/---
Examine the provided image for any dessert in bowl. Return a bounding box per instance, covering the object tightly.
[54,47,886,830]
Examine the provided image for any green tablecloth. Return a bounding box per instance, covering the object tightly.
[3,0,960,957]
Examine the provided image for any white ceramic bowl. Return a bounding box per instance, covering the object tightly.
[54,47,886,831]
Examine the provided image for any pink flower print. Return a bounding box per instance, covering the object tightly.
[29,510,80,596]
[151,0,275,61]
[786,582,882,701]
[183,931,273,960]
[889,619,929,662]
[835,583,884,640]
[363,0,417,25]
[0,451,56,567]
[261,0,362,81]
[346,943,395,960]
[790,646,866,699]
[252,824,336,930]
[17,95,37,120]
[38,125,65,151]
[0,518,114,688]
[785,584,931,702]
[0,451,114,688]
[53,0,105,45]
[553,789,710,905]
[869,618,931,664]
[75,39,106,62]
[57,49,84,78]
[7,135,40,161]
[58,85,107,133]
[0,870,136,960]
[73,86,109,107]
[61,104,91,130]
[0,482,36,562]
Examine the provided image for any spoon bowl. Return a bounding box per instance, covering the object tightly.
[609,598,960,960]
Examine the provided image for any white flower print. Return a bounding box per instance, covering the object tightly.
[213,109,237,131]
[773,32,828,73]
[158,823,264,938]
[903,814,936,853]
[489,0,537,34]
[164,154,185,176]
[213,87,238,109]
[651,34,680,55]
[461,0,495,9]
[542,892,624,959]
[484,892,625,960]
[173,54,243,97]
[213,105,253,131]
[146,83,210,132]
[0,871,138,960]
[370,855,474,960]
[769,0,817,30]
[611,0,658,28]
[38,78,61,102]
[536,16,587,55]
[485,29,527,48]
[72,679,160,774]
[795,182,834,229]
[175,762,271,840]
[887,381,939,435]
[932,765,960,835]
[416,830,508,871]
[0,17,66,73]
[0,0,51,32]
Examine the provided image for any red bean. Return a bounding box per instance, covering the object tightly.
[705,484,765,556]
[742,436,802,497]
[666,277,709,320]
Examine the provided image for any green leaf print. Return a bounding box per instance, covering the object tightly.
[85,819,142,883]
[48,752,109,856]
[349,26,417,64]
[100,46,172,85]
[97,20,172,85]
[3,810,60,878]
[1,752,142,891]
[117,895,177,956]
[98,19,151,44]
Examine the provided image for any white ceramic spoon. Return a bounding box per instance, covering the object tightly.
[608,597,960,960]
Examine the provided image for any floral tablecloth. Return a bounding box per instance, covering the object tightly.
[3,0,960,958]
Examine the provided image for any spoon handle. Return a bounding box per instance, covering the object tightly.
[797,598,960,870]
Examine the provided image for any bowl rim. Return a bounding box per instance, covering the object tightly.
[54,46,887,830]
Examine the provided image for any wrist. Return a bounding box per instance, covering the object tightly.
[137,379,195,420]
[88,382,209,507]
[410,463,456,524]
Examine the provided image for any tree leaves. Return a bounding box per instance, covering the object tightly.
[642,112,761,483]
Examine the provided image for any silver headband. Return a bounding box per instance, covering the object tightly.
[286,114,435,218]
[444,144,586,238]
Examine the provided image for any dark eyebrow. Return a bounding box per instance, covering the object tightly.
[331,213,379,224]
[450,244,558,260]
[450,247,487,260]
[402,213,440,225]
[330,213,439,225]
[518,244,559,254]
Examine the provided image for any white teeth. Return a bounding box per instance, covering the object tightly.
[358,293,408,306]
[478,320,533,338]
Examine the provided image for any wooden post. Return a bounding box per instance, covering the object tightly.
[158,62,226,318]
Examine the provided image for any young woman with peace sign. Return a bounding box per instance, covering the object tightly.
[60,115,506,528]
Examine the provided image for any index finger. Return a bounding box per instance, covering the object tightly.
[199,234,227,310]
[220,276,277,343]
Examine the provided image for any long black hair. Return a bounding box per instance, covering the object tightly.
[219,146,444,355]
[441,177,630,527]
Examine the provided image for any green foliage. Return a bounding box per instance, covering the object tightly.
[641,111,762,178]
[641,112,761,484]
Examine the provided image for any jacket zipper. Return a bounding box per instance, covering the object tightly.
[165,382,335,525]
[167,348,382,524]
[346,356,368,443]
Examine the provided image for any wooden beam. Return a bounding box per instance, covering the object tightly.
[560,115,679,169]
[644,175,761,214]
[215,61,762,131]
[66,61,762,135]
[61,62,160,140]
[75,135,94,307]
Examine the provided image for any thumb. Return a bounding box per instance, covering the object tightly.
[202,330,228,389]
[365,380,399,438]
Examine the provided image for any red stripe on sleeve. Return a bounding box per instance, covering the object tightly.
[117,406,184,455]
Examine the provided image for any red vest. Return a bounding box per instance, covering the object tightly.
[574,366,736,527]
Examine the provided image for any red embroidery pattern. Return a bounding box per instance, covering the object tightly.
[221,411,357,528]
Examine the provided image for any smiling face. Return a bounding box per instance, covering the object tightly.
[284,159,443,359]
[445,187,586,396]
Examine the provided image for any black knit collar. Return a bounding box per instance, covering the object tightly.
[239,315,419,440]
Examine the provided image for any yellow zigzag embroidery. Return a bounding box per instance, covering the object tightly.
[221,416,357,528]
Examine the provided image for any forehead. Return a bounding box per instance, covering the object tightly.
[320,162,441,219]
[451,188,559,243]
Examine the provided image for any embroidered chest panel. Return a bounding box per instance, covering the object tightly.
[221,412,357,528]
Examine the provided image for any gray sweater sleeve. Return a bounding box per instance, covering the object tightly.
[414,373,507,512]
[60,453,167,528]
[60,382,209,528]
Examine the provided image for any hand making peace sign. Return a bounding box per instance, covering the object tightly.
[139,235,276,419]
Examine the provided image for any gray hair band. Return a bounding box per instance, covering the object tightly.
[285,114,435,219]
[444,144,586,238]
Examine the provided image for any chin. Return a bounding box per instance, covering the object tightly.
\---
Would you mind giving all the records again exactly?

Examine the provided image for any dessert in bowl. Return a bounding box per instance, covering the object tightly.
[54,47,886,830]
Examine the provided image for any green tablecloth. Return a bounding box per instance, covering the object tightly.
[3,0,960,957]
Examine the provided image for any white ceramic bowl. Return a bounding box per instance, covering the object tightly.
[54,47,886,831]
Examine the provided image for any pink flower print. Return a bounding box per instance, covering the object tightly.
[29,510,80,596]
[151,0,275,61]
[786,582,882,701]
[183,931,273,960]
[889,619,929,662]
[835,583,884,640]
[363,0,417,25]
[0,451,56,567]
[261,0,362,81]
[346,943,395,960]
[790,646,866,699]
[252,824,336,930]
[17,95,37,120]
[38,125,65,151]
[0,518,114,688]
[785,584,931,702]
[0,451,114,688]
[53,0,105,45]
[553,789,710,905]
[869,618,931,664]
[75,39,106,62]
[57,49,84,78]
[7,135,40,161]
[58,85,107,133]
[0,870,136,960]
[73,86,109,107]
[61,104,91,130]
[0,482,36,562]
Examine the provided image for any spoon bowl. Return a bounding box per instance, covering the object tightly.
[609,598,960,960]
Examine the provided image for any white flower print. Return a bounding box per instance, covering the object tightly.
[213,109,237,131]
[773,32,828,73]
[158,823,264,938]
[903,814,936,853]
[489,0,537,34]
[164,154,185,176]
[213,87,238,109]
[651,34,680,55]
[461,0,495,9]
[542,892,624,959]
[484,892,625,960]
[173,54,243,97]
[213,105,253,131]
[146,83,210,132]
[0,871,138,960]
[370,855,474,960]
[769,0,817,30]
[611,0,658,28]
[38,78,61,102]
[536,16,587,55]
[485,29,527,48]
[72,679,160,774]
[795,182,834,229]
[175,762,271,840]
[887,381,939,435]
[932,765,960,835]
[416,830,508,871]
[0,17,66,73]
[0,0,51,32]
Examine the provided image for any red bean. Return a bounding box per instance, covering the object tightly.
[705,484,765,556]
[742,436,802,497]
[666,277,709,320]
Examine the provided image for any green leaf print. Return a bounding box per instance, covering the object tightly.
[85,819,142,883]
[48,752,109,856]
[349,26,417,64]
[100,46,172,85]
[97,20,172,85]
[3,810,60,878]
[1,752,142,891]
[117,895,177,956]
[98,19,151,44]
Examine the provided image for any white ceramic spoon. Return a bounding box per instance, covering the object tightly.
[608,597,960,960]
Examine the provided image for any floral tablecloth. Return a bounding box per instance, covering the object tightly.
[3,0,960,958]
Examine the provided image for any spoon handle. Return a bounding box per instance, covering the object tightly.
[797,598,960,870]
Examine the provided image for any bowl rim. Return a bounding box per instance, covering the object tightly.
[54,46,887,830]
Examine the provided image for any wrist. Return a bounding box per instance, covering the object tightly.
[137,379,195,420]
[88,382,209,507]
[410,463,456,524]
Examine the provided image for any tree leaves. Return a bounding box per instance, covering the object tightly.
[642,112,761,483]
Examine the provided image for any silver headband. Return a bounding box per instance, covering the object tightly.
[286,114,435,218]
[444,144,586,238]
Examine the provided image for any dark eyebrow. Return a bounding box per instance, covering the object tightly.
[331,213,379,224]
[450,244,558,260]
[450,247,487,260]
[402,213,440,225]
[330,213,439,225]
[518,244,559,254]
Examine the provided image for any white teeth. Return a bounding box per instance, covering the object tightly.
[358,293,408,306]
[478,320,533,338]
Examine the provided image for any wooden post. Return a bounding box per instance, covering the object tightly.
[158,62,226,318]
Examine the provided image for any young woman with peace sign. Return a bounding box per instance, covering the object tightly.
[60,115,506,528]
Examine the provided image for any index finger. Return a bounding box per instance, covering the object tightly.
[199,234,227,310]
[220,276,277,343]
Examine the provided image for any long black hair. Return a bounding box per instance, covering the object tightly.
[219,146,444,355]
[441,177,630,527]
Examine the provided image for any green foliage. Return a bounding box per instance, covering the object tightly.
[641,111,762,178]
[641,112,761,484]
Examine the provided image for any jacket zipper. Return a bounding box per instance, covering the object tightly.
[165,382,335,525]
[167,348,382,524]
[346,356,368,443]
Examine the provided image for any wooden beam. Return a bounding box per instance, covering the object tightly.
[560,115,679,169]
[644,175,761,214]
[215,61,762,131]
[66,61,762,135]
[61,62,160,140]
[75,135,94,307]
Examine the provided image for any thumb. Return a bounding box per instance, covering the object tightly.
[202,330,228,389]
[365,380,399,438]
Examine the provided image for any red stripe on sleeve. Return a bounding box per instance, covering the object tightly.
[117,406,184,455]
Examine the provided image for any red vest. Return a bounding box per instance, covering the object tightly.
[574,366,736,527]
Examine the provided image for any red embroidery pattern. Return a bounding box per instance, covering the object tightly.
[221,411,357,528]
Examine the provided image for any smiling face. Return a bounding box per instance, covering the object tightly.
[284,159,443,359]
[445,187,586,396]
Examine the provided image for any black knit collar. Return a bounding box per instance, covering the object tightly.
[239,315,419,440]
Examine the provided image for any yellow zigzag embroidery. Return a bounding box per instance, covering the object tightly.
[221,416,357,528]
Examine the provided image for any forehead. Return a bounding box per instance, covering the object tightly.
[320,162,441,219]
[451,188,559,243]
Examine the provided image for any embroidered chest panel. Return a bounding box per instance, covering the object tightly.
[221,412,357,528]
Examine the provided image for any gray sweater sleeve. Return a bounding box per instance, covering the object tightly.
[414,373,507,512]
[60,453,167,528]
[60,382,209,528]
Examine the provided image for any hand making peace sign. Return a bounding box per instance, covering the object tightly.
[139,235,276,419]
Examine the provided image for any gray hair band. Return a bounding box per instance, covering the object tightly.
[285,114,435,219]
[444,144,586,238]
Examine the provided image for any chin. Return a bounding box per instance, covering the object tightly.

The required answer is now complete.